Stored data:
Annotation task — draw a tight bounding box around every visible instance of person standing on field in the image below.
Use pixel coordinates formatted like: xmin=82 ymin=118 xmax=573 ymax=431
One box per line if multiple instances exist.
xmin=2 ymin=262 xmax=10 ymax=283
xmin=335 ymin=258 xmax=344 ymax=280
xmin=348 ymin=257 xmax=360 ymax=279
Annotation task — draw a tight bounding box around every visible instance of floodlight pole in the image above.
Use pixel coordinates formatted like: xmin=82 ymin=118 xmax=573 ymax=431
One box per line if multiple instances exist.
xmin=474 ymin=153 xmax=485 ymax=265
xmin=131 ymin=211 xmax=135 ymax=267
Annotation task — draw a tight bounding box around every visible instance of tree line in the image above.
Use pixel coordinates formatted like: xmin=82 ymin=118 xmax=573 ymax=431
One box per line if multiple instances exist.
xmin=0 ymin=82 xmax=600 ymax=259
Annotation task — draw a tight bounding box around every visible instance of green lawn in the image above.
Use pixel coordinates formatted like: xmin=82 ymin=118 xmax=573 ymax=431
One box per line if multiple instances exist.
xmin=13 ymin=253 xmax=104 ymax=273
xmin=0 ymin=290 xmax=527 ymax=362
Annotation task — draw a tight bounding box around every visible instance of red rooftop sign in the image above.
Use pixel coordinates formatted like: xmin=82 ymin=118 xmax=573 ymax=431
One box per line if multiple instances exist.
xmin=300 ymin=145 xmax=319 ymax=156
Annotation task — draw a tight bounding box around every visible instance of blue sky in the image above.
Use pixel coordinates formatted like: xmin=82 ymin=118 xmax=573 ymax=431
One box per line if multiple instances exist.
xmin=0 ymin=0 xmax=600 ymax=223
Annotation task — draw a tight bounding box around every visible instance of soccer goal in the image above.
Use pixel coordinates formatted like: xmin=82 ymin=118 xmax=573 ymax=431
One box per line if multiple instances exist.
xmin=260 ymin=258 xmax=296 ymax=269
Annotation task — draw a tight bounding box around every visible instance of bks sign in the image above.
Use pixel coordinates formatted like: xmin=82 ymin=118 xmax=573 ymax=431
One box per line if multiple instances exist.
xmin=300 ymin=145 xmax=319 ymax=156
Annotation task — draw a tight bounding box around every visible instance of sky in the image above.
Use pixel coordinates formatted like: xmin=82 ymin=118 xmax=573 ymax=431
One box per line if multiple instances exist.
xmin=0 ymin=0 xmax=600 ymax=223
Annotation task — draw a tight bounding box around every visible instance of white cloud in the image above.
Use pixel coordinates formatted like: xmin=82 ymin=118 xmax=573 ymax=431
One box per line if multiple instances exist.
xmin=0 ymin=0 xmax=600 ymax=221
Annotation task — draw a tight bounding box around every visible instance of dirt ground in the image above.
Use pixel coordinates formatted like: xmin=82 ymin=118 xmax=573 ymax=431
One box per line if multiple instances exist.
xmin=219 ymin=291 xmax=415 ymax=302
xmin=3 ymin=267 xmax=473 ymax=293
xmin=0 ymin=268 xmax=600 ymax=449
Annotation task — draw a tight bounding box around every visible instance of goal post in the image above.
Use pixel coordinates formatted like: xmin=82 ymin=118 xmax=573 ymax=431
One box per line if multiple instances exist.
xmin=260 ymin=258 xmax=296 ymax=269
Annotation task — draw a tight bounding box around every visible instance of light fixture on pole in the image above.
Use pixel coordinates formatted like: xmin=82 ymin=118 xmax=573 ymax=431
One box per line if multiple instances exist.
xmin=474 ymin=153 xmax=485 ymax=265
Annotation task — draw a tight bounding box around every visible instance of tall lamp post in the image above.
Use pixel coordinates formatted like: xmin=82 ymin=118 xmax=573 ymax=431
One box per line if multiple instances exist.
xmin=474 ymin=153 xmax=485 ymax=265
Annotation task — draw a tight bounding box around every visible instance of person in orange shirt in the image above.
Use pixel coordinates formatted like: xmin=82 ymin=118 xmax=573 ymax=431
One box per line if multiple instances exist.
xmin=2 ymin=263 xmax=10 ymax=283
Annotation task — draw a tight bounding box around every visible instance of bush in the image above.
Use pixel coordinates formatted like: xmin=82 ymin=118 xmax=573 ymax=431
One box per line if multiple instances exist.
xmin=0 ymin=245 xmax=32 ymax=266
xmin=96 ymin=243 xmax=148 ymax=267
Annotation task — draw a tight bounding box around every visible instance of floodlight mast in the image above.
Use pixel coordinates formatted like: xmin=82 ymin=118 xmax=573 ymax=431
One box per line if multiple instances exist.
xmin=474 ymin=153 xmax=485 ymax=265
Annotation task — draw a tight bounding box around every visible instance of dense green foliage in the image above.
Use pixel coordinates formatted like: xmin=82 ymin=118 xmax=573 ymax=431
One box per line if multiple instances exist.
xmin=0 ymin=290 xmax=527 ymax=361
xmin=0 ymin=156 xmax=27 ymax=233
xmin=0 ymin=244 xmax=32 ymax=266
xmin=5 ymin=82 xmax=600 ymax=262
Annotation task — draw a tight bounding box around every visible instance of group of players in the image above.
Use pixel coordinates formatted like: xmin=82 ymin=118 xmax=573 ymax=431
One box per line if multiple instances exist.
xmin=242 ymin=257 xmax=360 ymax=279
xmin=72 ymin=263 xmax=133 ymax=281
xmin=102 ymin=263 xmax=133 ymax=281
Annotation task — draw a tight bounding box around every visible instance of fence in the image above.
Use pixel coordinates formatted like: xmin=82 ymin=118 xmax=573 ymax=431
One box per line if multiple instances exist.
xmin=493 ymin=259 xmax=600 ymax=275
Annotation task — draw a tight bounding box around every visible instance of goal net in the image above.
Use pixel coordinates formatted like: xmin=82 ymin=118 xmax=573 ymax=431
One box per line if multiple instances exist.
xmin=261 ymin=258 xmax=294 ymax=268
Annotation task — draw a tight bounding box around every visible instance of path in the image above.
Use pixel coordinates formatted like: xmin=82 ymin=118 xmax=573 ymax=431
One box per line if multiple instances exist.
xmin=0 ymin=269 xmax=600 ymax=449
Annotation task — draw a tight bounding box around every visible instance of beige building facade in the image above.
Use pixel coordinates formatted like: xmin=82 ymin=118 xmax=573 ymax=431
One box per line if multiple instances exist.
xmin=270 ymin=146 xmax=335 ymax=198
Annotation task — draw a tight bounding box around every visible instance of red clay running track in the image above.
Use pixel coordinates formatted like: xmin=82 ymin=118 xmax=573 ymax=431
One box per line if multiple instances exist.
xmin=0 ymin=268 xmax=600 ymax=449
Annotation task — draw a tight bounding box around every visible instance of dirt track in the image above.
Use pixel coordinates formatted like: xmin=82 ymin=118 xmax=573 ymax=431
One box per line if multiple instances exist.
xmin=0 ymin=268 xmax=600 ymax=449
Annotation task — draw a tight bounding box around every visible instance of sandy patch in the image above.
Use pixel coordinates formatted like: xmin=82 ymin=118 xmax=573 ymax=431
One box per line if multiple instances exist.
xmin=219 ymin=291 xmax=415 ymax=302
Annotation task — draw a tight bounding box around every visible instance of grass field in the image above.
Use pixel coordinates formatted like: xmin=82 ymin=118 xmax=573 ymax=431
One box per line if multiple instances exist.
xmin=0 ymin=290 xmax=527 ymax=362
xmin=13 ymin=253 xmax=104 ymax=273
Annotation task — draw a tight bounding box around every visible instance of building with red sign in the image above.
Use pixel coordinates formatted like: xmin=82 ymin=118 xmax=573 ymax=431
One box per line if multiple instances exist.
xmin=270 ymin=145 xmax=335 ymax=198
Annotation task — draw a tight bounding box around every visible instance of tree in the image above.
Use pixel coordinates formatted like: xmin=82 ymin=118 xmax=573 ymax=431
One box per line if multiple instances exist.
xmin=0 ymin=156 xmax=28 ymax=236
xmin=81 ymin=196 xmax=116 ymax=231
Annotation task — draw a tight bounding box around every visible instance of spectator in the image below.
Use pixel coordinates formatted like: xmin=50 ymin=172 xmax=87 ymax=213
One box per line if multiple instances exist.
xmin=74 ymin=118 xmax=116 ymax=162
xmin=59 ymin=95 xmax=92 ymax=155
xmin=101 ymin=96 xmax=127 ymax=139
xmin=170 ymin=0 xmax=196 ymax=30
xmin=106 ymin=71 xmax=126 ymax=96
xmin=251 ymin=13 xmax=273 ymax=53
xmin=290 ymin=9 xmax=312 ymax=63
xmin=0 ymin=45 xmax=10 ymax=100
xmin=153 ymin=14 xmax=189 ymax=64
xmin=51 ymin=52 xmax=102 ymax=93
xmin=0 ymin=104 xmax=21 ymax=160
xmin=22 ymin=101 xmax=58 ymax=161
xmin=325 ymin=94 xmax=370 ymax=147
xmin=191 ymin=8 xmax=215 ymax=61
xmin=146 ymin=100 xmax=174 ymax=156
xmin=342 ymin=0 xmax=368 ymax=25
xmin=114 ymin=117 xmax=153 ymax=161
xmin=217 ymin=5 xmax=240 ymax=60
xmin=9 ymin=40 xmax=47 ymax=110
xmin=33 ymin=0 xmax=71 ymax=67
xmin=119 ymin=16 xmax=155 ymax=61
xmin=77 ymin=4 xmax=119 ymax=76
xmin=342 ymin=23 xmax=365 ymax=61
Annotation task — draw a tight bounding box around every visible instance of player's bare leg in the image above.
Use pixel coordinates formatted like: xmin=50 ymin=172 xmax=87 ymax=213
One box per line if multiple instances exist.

Written problem:
Can you write out the records again from the line containing "spectator in the image below." through the end of the records, substituting "close" for "tight" and leaving everything else unchanged?

Response to the task:
Annotation task — draw a close bounding box around every visible instance of spectator in the image below.
Use pixel coordinates formatted like: xmin=50 ymin=172 xmax=87 ymax=213
One box per line if multiple instances exist.
xmin=74 ymin=118 xmax=116 ymax=162
xmin=59 ymin=95 xmax=92 ymax=155
xmin=101 ymin=96 xmax=127 ymax=139
xmin=170 ymin=0 xmax=196 ymax=30
xmin=106 ymin=71 xmax=126 ymax=96
xmin=251 ymin=13 xmax=273 ymax=53
xmin=290 ymin=9 xmax=312 ymax=63
xmin=0 ymin=45 xmax=10 ymax=100
xmin=153 ymin=14 xmax=189 ymax=64
xmin=51 ymin=52 xmax=102 ymax=93
xmin=0 ymin=104 xmax=21 ymax=160
xmin=22 ymin=101 xmax=58 ymax=161
xmin=325 ymin=94 xmax=370 ymax=147
xmin=191 ymin=8 xmax=215 ymax=61
xmin=146 ymin=100 xmax=174 ymax=156
xmin=342 ymin=0 xmax=368 ymax=25
xmin=114 ymin=117 xmax=153 ymax=161
xmin=217 ymin=5 xmax=240 ymax=60
xmin=9 ymin=40 xmax=47 ymax=110
xmin=33 ymin=0 xmax=71 ymax=67
xmin=119 ymin=16 xmax=155 ymax=61
xmin=77 ymin=4 xmax=119 ymax=76
xmin=342 ymin=23 xmax=365 ymax=61
Annotation task — draw a close bounding box around every visible instance of player's bare leg in the image above.
Use pixel coordinates formatted like: xmin=50 ymin=172 xmax=87 ymax=213
One box per line if multiple instances exist.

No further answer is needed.